What makes plant cells special?
As people, our bodies are made up of different cells, each with their own role, structure and function. For example, bone cells, nerve cells, skin cells and muscle cells. The same is true of plants. Each plant is made up of different types of cells, each with its own special structure, role and function.
There are cells which absorb or let go of gases from the plant and cells which absorb or transport water. There are also cells which support the stem, trunk or stalks of a tree or plant, allowing it to stand up tall and spread its leave out to catch the sunlight. In addition, there are cells which create energy and cells which transform that energy into other things.
This last function is something that makes plant cells so different from animal cells. Because, as animals, we need to obtain our energy by eating plants or other animals, whereas plants are able to create their own energy from scratch by making use of the sun.
What do plant cells look like?
Plant cells, like human cells come in all different shapes and sizes. But one feature almost all plant cells have in common, is the wall surrounding each cell. Because every plant cell is surrounded by a rigid wall of cellulose, which is ‘glued’ to the wall of the cells next to it, giving the plant its shape and structure.
Each cell has a central nucleus and lots of smaller organelles, each of which carries out its own special task inside the cell – much like animal cells. However, another feature that plant cells have which ours do not, is the presence of a vacuole. This is a bag full of sap inside the cell, which swells up and strengthens the cellulose walls, helping to support the plant.
The vacuoles are especially important in herbaceous plants – these are the small, soft plants like daisies and sunflowers. These plants do not have strong woody trunks or branches to help hold them up. So, if the plants cannot absorb enough water to fill their vacuoles, they deflate – making the plants lose their support and wilt.
Are all plant cells green?
The reason that plants look green, is because of a pigment called chlorophyll that can be found inside organelles called chloroplasts, which live inside plant cells and absorb sunlight to make the plants’ food (photosynthesis). Chlorophyll absorbs all the colours of the rainbow, except for the colour green, which is reflects back out again, making plants look green.

* **What you need to do**
1) Reproduce the plant cells text between "This last function" and "of the sun.", inclusive.
2) Proceed with the plant cells text, picking up after its final sentence.

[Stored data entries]
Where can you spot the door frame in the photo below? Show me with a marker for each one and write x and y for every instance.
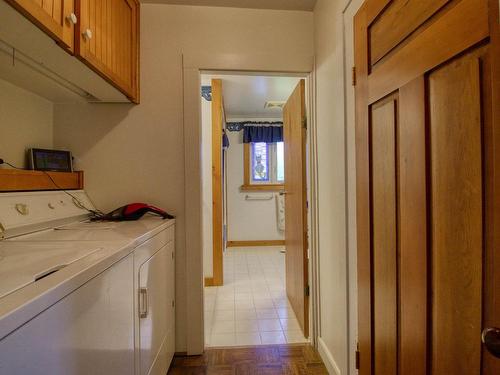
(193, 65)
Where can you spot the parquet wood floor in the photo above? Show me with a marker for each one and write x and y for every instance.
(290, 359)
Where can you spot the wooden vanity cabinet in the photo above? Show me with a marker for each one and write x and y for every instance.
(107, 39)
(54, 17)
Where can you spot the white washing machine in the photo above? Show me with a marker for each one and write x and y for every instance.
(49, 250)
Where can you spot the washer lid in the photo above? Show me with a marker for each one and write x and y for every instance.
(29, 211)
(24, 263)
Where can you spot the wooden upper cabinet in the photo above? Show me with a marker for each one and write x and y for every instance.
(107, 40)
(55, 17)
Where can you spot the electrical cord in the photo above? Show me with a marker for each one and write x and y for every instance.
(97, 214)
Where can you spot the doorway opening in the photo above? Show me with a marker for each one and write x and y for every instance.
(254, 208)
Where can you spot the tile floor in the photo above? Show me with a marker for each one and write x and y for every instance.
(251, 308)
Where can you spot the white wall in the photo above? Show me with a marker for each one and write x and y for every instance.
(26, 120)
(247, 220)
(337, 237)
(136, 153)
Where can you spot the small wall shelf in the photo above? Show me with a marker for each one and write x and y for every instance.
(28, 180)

* **Activity answers**
1)
This last function is something that makes plant cells so different from animal cells. Because, as animals, we need to obtain our energy by eating plants or other animals, whereas plants are able to create their own energy from scratch by making use of the sun.

2)
However, whilst chlorophyll is extremely important for plants, not all the cells in a plant have chlorophyll inside them. Because, remember, there are many different types of cells, each with their own structure and function and while many of the cells within a plant do take part in photosynthesis, not all of them do.
For example, xylem cells are long, thick and joined at the ends like a straw, helping water absorbed by the roots to reach the top of the plant. While, phloem cells have sieve plates inside them to trap salts and sugars, stopping them from leaking away and helping to get them where they are needed.
In summary, plants are made up of many different types of cells, just like humans and other animals. But, plant cells are different from ours in a number of ways, including having vacuoles (packets of sap, which keep the plants upright and taut), chloroplasts (which contain chlorophyll to help the plants make energy) and thick, cellulose walls (which also help to support the plant and keep it from collapsing.)
In addition, like us, each cell has its own special structure and function. Some are designed to absorb water from the ground. Others suck the water that has been absorbed up, up, up to the very top of the plant. Still others help transport sugar aound the plant or store it ready for the cold months and so on and so forth.